BEGIN Material

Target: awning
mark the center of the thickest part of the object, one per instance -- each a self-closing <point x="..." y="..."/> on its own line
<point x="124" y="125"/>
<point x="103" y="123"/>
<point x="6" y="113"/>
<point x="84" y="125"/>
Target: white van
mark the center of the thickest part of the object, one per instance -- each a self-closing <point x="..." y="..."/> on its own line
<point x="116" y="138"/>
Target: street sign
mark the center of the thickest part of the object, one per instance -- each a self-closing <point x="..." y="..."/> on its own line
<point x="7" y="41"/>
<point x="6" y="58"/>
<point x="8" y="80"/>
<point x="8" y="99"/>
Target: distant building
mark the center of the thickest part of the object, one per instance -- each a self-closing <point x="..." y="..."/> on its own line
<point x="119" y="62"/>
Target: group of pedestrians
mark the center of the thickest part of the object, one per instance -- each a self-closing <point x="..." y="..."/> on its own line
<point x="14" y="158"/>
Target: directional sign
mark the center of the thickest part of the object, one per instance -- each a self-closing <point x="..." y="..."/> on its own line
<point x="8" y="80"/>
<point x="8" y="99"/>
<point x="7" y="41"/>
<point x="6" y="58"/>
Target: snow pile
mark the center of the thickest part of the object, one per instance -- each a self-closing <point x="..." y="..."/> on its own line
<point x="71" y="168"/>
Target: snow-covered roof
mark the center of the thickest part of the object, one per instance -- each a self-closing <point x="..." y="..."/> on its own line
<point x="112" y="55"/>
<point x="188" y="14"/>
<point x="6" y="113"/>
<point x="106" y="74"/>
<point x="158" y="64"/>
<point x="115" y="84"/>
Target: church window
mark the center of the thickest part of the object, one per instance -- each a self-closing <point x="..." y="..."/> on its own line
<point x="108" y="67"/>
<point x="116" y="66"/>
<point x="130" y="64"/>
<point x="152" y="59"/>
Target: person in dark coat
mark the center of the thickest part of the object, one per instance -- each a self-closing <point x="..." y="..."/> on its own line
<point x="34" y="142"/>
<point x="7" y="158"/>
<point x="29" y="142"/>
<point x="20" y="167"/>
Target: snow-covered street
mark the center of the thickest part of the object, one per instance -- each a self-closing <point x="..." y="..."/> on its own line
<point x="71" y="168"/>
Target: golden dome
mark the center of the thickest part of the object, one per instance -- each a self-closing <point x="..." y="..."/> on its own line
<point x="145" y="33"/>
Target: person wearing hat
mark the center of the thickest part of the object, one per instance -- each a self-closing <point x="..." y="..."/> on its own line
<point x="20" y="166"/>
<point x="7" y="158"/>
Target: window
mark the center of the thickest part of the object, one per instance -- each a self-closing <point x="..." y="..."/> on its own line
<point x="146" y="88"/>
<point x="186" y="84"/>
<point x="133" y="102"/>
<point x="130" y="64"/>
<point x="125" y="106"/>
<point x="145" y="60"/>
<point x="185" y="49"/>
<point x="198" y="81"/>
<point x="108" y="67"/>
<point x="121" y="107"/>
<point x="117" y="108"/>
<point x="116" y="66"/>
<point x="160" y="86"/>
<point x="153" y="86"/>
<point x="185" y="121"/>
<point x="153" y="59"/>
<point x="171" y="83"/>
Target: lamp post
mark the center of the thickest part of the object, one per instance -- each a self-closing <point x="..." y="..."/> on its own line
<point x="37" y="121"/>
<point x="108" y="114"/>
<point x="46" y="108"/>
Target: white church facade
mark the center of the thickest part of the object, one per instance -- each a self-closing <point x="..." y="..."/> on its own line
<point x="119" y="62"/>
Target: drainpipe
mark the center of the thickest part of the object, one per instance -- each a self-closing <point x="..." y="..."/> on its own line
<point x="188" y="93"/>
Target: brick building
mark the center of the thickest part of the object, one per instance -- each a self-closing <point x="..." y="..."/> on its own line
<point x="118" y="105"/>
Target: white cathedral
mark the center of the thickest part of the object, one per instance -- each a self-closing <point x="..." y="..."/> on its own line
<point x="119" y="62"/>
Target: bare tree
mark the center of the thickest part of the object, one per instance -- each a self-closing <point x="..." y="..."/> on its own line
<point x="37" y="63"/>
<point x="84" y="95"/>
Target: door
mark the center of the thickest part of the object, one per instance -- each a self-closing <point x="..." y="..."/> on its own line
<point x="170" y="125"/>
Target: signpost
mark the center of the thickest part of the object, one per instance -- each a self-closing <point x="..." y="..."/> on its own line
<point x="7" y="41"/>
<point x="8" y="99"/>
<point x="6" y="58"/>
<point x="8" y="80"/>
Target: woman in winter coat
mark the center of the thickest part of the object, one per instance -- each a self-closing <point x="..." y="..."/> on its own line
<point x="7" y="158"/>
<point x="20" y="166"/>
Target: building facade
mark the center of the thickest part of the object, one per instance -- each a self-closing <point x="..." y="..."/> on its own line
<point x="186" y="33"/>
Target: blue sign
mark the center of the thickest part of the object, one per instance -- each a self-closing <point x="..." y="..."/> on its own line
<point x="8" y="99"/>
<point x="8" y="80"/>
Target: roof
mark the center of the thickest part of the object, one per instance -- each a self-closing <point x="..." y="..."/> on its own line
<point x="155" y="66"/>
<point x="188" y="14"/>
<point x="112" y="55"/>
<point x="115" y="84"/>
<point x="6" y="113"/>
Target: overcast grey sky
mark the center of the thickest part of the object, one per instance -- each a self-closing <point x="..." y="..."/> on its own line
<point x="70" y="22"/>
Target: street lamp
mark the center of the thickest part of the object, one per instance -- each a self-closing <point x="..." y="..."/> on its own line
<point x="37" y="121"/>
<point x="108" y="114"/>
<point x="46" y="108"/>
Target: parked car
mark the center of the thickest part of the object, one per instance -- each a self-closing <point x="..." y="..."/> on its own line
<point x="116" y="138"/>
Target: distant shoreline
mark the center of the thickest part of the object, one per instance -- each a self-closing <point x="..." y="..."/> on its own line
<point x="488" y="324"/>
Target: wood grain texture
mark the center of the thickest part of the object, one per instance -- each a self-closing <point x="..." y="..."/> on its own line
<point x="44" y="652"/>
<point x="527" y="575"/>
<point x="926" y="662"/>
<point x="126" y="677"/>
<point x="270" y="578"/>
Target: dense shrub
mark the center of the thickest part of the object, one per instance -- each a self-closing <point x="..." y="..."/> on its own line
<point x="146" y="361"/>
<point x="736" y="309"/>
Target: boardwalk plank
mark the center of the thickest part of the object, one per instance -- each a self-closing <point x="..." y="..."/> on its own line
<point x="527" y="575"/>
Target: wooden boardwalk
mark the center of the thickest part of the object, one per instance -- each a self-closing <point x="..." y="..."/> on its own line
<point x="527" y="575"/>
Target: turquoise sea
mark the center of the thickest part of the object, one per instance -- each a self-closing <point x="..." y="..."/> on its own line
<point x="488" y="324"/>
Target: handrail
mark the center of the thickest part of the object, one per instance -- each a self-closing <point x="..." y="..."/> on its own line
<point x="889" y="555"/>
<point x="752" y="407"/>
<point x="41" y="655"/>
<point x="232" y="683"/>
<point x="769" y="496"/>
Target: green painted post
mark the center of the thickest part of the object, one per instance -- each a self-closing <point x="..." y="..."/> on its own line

END Material

** Task objective **
Reproduce the listing above verbatim, from first line to last.

** Finished answer **
Target: awning
mark the center of the thickest part of the object, one per instance -- each a self-closing <point x="..." y="..."/> on its own line
<point x="124" y="125"/>
<point x="103" y="123"/>
<point x="6" y="113"/>
<point x="84" y="125"/>
Target: white van
mark the center of the thickest part of the object, one per instance -- each a self-closing <point x="..." y="..."/> on its own line
<point x="116" y="138"/>
Target: street sign
mark the center of the thickest part of the object, one per instance -- each a self-closing <point x="..." y="..."/> on its own line
<point x="7" y="41"/>
<point x="6" y="58"/>
<point x="8" y="80"/>
<point x="8" y="99"/>
Target: distant building
mark the center of the thickest part of the object, one per instance -- each a self-closing <point x="..." y="..."/> on its own line
<point x="119" y="62"/>
Target: group of pedestrians
mark the center of the thickest part of the object, one per instance -- each a self-closing <point x="..." y="..."/> on its own line
<point x="14" y="158"/>
Target: directional sign
mark the center of the thickest part of the object, one per instance -- each a self-closing <point x="..." y="..."/> on its own line
<point x="8" y="80"/>
<point x="8" y="99"/>
<point x="7" y="41"/>
<point x="6" y="58"/>
Target: snow pile
mark the center of the thickest part of the object, one per instance -- each a self-closing <point x="..." y="..."/> on its own line
<point x="71" y="168"/>
Target: snow-covered roof
mark the center of the thickest part of the object, one per instance -- each a self-closing <point x="..." y="..."/> on its own line
<point x="112" y="55"/>
<point x="188" y="14"/>
<point x="6" y="113"/>
<point x="106" y="74"/>
<point x="158" y="64"/>
<point x="115" y="84"/>
Target: church window
mark the center of the thickest part of the object, one per instance -- each a self-closing <point x="..." y="..."/> on its own line
<point x="108" y="67"/>
<point x="116" y="66"/>
<point x="130" y="64"/>
<point x="152" y="59"/>
Target: person in dark coat
mark the center of the thickest part of the object, one per instance -- each a self-closing <point x="..." y="..."/> on its own line
<point x="34" y="142"/>
<point x="7" y="158"/>
<point x="29" y="142"/>
<point x="20" y="167"/>
Target: snow-covered street
mark the center of the thickest part of the object, one per instance -- each a self-closing <point x="..." y="..."/> on its own line
<point x="71" y="168"/>
Target: golden dome
mark the center of the thickest part of the object, one per instance -- each a self-closing <point x="..." y="..."/> on its own line
<point x="145" y="33"/>
Target: person wearing hat
mark the center of the thickest part of the object, one per instance -- each a self-closing <point x="..." y="..."/> on its own line
<point x="20" y="166"/>
<point x="7" y="158"/>
Target: window
mark the center of the thickest part of the object, one per instance -- each a self-closing <point x="..." y="..."/> on its own line
<point x="146" y="88"/>
<point x="186" y="84"/>
<point x="133" y="102"/>
<point x="130" y="64"/>
<point x="125" y="106"/>
<point x="145" y="60"/>
<point x="185" y="49"/>
<point x="198" y="81"/>
<point x="108" y="67"/>
<point x="121" y="107"/>
<point x="117" y="108"/>
<point x="116" y="66"/>
<point x="160" y="86"/>
<point x="153" y="86"/>
<point x="185" y="121"/>
<point x="153" y="59"/>
<point x="171" y="83"/>
Target: lamp post
mark the center of the thickest part of the object, one per instance -- each a self-closing <point x="..." y="..."/> on its own line
<point x="37" y="121"/>
<point x="108" y="114"/>
<point x="46" y="108"/>
Target: white church facade
mark the center of the thickest part of the object, one per instance -- each a self-closing <point x="..." y="..."/> on its own line
<point x="119" y="62"/>
Target: drainpipe
mark the center of the thickest part of the object, one per instance -- each a self-closing <point x="..." y="..."/> on its own line
<point x="188" y="93"/>
Target: brick building
mark the center of the thickest part of the object, one per instance -- each a self-closing <point x="..." y="..."/> on its own line
<point x="118" y="105"/>
Target: white cathedral
mark the center of the thickest part of the object, one per instance -- each a self-closing <point x="..." y="..."/> on its own line
<point x="119" y="62"/>
Target: bare tree
mark the center of the thickest part of the object, one per instance -- each a self-closing <point x="..." y="..."/> on its own line
<point x="37" y="63"/>
<point x="84" y="95"/>
Target: door
mark the center of the thickest part of the object, one per instance -- each a self-closing <point x="..." y="..."/> on its own line
<point x="170" y="125"/>
Target: signpost
mark the center of the thickest part of the object, one per instance -- each a self-closing <point x="..." y="..."/> on its own line
<point x="7" y="41"/>
<point x="8" y="99"/>
<point x="6" y="58"/>
<point x="8" y="80"/>
Target: woman in winter coat
mark the center of the thickest part of the object, one per instance -- each a self-closing <point x="..." y="..."/> on its own line
<point x="7" y="158"/>
<point x="20" y="166"/>
Target: building facade
mark the center of the thickest part of the object, one per instance -- each a self-closing <point x="..." y="..."/> on its own line
<point x="186" y="33"/>
Target: blue sign
mark the center of the thickest part of the object, one per instance -- each a self-closing <point x="..." y="..."/> on its own line
<point x="8" y="99"/>
<point x="8" y="80"/>
Target: roof
mark the center of the thickest part of the object, one per instance -- each a self-closing <point x="..." y="..."/> on its own line
<point x="155" y="66"/>
<point x="188" y="14"/>
<point x="112" y="55"/>
<point x="115" y="84"/>
<point x="6" y="113"/>
Target: overcast grey sky
mark the center of the thickest part of the object, one per instance -- each a self-closing <point x="..." y="..."/> on its own line
<point x="70" y="22"/>
Target: street lamp
mark the center of the thickest part of the object, one per instance -- each a self-closing <point x="..." y="..."/> on its own line
<point x="37" y="121"/>
<point x="108" y="114"/>
<point x="46" y="108"/>
Target: parked car
mark the center of the thickest part of the object, one per instance -- each a self-closing <point x="..." y="..."/> on its own line
<point x="116" y="138"/>
Target: distant shoreline
mark the center of the thickest part of the object, one per instance -- each a self-closing <point x="..." y="..."/> on its own line
<point x="488" y="324"/>
Target: wood grain texture
mark the center of the thickest part of the object, one per instance -- each a self-closing <point x="..." y="..."/> on its own line
<point x="44" y="652"/>
<point x="527" y="575"/>
<point x="926" y="662"/>
<point x="126" y="677"/>
<point x="270" y="578"/>
Target: dense shrub
mark the center of the thickest part of the object, one per instance -- each a self-closing <point x="..." y="..."/> on its own line
<point x="146" y="361"/>
<point x="736" y="309"/>
Target: boardwalk plank
mark the center of the thickest part of the object, one per instance -- each a self-closing <point x="..." y="..."/> on its own line
<point x="527" y="575"/>
Target: wooden boardwalk
mark the center of the thickest part of the object, one per instance -- each a self-closing <point x="..." y="..."/> on its own line
<point x="527" y="575"/>
Target: turquoise sea
mark the center of the thickest part of the object, one per instance -- each a self-closing <point x="..." y="..."/> on its own line
<point x="488" y="324"/>
Target: handrail
mark the center of the thickest part of the object, one per instance -- each a self-closing <point x="..." y="..."/> on its own line
<point x="889" y="555"/>
<point x="752" y="407"/>
<point x="41" y="655"/>
<point x="232" y="683"/>
<point x="769" y="496"/>
Target: green painted post
mark the center of the thickest part of the object, one per instance -- each a self-closing <point x="..." y="..."/> on its own line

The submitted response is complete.